Document passage:

Submitted by SENS
It’s the hottest debate in Canada on the screen.
The Kinder Morgan pipeline is the focus of a new documentary Directly Affected: Pipeline Under Pressure that screens at the Schubert Centre May 31 at 7 p.m.
Vancouver filmmaker Zack Embree recently returned from screenings with MPs in Ottawa and in Toronto, will be in Vernon to introduce his film and answer questions afterwards.
Directly Affected weaves together the stories of people impacted by the Trans Mountain Pipeline Project, the broken National Energy Board review process used to approve the pipeline, Canada’s commitments at the Paris Climate Talks and the innovators working towards the low-carbon economy.
Five years ago, Embree set out on a mission to understand the impacts of the Kinder Morgan pipeline on local communities and give a voice back to those who had been ignored by the National Energy Board process.
Embree interviewed residents affected by the 2007 Burnaby oil spill and covered the protests on Burnaby Mountain. He journeyed to indigenous communities such as Fort McKay, Alta. to witness the impacts of fossil fuel extraction, to New Brunswick where many of the energy workers are from, and to France for the Paris climate talks.

Extracted entries:

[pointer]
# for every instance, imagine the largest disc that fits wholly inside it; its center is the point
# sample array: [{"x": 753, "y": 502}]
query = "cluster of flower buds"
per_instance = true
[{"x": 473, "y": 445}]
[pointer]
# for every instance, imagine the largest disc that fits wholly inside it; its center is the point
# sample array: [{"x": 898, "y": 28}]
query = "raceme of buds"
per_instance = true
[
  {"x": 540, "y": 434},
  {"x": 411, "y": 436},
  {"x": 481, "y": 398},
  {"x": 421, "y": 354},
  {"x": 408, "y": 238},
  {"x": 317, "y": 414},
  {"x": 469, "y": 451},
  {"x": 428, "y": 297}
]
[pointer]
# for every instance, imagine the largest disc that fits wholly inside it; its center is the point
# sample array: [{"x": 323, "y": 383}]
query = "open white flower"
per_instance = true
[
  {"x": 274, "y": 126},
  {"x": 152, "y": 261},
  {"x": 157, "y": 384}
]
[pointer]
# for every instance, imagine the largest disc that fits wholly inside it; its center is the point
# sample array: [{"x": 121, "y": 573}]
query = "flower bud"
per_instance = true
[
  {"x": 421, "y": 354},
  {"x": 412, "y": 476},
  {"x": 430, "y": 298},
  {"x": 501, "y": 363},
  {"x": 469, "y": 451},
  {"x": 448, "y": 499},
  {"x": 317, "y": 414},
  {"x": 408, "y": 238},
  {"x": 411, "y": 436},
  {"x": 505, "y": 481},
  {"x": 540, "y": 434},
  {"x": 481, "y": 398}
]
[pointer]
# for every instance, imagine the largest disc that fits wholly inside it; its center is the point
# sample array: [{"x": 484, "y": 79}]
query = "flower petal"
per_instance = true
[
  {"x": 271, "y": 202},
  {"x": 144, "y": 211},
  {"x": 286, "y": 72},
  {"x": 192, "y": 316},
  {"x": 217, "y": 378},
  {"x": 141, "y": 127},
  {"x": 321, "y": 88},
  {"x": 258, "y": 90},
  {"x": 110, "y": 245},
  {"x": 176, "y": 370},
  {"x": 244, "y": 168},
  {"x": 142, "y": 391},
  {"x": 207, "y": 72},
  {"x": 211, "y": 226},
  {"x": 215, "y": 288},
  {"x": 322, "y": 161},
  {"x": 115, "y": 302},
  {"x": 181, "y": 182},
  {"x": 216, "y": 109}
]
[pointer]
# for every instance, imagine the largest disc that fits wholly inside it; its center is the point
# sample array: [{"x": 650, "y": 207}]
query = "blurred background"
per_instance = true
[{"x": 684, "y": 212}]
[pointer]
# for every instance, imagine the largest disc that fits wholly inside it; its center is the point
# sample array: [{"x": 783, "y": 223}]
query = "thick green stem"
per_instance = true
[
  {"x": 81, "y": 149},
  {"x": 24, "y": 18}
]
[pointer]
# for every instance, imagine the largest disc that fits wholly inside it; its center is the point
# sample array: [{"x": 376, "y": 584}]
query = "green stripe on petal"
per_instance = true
...
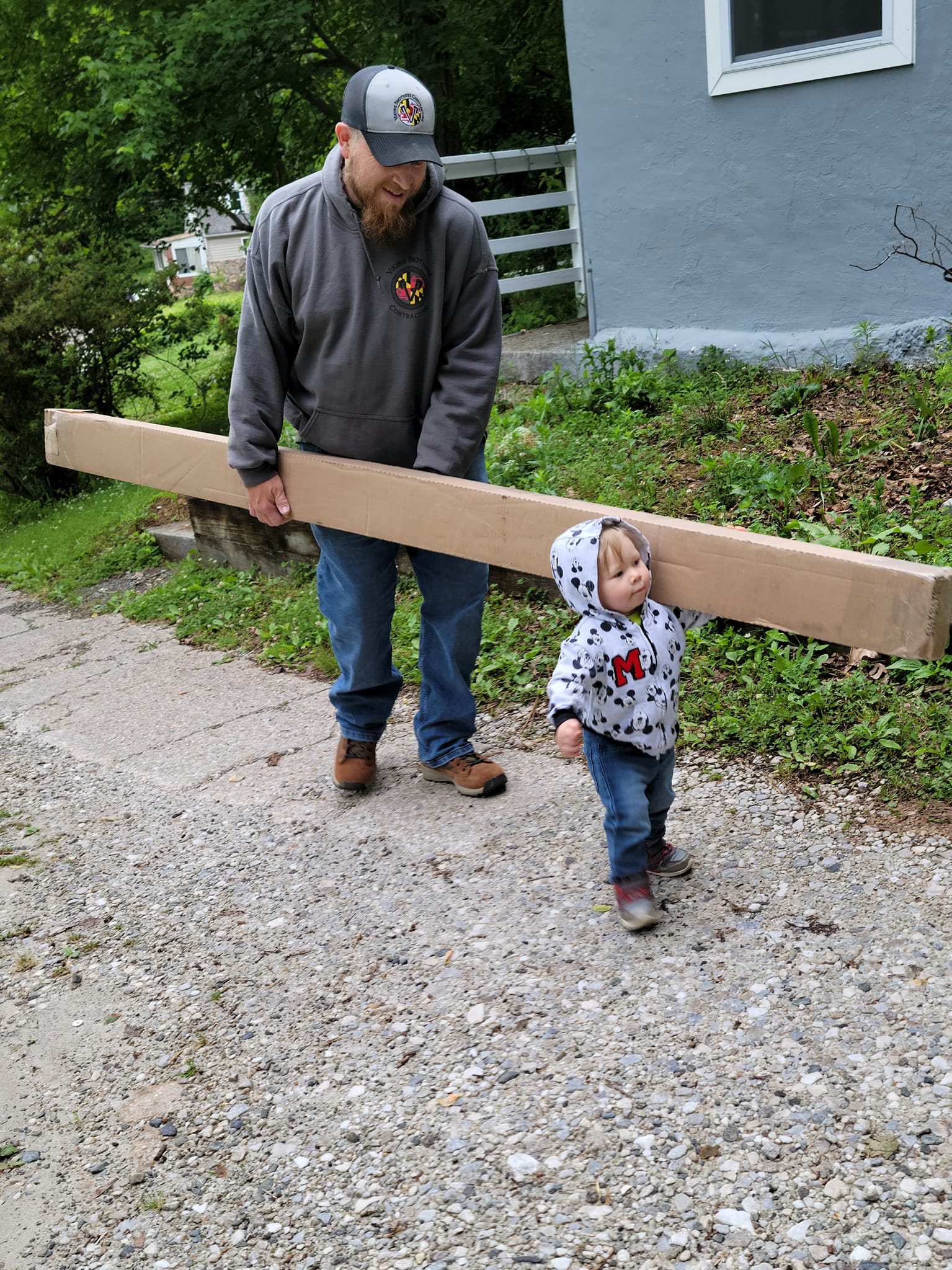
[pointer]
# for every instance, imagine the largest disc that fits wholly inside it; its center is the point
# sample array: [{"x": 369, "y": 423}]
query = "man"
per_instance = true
--
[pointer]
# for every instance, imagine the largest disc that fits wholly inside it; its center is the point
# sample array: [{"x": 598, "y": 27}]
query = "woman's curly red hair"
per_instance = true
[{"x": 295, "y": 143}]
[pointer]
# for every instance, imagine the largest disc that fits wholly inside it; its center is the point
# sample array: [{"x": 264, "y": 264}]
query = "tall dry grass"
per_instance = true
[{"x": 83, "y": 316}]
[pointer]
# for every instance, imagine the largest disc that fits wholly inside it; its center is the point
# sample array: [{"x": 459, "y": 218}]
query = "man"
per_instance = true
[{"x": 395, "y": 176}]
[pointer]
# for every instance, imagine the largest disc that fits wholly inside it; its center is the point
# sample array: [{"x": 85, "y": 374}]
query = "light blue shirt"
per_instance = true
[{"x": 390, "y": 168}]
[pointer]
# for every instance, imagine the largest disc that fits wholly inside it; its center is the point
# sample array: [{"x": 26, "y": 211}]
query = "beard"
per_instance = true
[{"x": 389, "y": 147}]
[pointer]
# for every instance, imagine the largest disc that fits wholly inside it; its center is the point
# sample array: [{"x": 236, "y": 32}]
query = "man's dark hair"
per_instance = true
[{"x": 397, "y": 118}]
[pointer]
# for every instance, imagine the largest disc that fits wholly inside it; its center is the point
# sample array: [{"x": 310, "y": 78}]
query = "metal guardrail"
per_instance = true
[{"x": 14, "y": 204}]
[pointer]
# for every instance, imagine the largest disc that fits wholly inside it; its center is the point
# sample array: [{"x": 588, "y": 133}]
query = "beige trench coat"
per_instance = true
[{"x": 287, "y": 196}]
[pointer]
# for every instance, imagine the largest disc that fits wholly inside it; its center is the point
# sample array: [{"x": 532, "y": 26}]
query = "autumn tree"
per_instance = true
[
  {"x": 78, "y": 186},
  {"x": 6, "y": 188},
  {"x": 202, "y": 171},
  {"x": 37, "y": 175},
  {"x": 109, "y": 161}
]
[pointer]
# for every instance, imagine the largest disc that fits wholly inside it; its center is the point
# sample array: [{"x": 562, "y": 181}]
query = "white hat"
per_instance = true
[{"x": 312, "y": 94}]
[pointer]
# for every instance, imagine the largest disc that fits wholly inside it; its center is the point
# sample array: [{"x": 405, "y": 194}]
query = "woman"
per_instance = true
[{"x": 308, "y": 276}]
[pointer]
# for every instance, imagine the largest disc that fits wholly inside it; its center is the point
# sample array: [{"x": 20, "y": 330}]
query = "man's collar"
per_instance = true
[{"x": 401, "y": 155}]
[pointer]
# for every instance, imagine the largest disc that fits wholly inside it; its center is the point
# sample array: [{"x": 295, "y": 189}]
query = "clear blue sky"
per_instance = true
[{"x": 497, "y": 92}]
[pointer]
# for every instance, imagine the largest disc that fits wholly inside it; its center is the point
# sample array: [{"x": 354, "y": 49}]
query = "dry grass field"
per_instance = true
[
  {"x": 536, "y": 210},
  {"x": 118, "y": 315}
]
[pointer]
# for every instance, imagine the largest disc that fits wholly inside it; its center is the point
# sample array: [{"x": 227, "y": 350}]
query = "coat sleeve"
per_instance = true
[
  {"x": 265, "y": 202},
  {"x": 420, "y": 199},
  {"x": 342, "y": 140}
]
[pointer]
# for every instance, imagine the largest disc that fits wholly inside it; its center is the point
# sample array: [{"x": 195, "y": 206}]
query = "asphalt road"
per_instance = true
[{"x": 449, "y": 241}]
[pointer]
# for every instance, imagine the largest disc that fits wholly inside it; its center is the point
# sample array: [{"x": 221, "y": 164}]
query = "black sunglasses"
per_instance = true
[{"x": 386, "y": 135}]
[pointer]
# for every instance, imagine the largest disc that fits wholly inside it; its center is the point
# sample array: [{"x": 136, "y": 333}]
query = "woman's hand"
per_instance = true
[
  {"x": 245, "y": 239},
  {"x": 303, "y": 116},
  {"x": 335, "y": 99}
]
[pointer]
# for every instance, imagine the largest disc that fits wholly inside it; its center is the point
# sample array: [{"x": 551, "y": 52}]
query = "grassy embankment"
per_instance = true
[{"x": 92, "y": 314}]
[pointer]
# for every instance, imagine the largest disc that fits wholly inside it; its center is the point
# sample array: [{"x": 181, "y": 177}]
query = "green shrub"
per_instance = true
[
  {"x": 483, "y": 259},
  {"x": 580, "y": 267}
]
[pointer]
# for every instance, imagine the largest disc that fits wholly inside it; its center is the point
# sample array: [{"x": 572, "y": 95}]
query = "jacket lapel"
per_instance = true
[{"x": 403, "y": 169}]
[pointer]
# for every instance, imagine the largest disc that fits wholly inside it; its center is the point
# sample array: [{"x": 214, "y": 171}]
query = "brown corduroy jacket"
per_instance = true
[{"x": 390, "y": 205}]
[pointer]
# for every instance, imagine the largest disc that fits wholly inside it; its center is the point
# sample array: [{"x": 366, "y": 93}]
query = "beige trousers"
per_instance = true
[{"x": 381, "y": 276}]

Set of tasks:
**a)** Transcribe the documentary article from "The Kinder Morgan pipeline is" to "31 at 7 p.m.".
**b)** Go on with the article about the pipeline documentary, picking up after its final sentence.
Set the rows aside; they play no part here.

Solved tasks:
**a)**
The Kinder Morgan pipeline is the focus of a new documentary Directly Affected: Pipeline Under Pressure that screens at the Schubert Centre May 31 at 7 p.m.

**b)**
What he found was a growing storm of opposition from all walks of life and confusion over Prime Minister Justin Trudeau’s climate plan.
The film serves both as a primer and a history lesson on the pipeline project that began as part of former Prime Minister Stephen Harper’s attempt to make Canada an oil superpower. According to Embree, laws were loosened and the approval process streamlined at the bequest of the powerful oil lobby. Embree said everyone thought the tide was changing when the Trudeau Liberals came to power, but now they are pledging tax dollars to entice Texas-based Kinder Morgan to move forward with its plans.
The dichotomy between the growing impacts of climate change, including floods, fires, severe weather events and ocean acidification and the insatiable demands of the fossil-fuel industry are well covered in the film. As well, Embree documents the economic fallacies behind the bitumen bubble that is poised to burst as alternate energy sources expand exponentially.
Everyone is welcome to attend the screening sponsored by the Sustainable Environment Network Society. Tickets, $10 and $5 for students and seniors, will be available at the door.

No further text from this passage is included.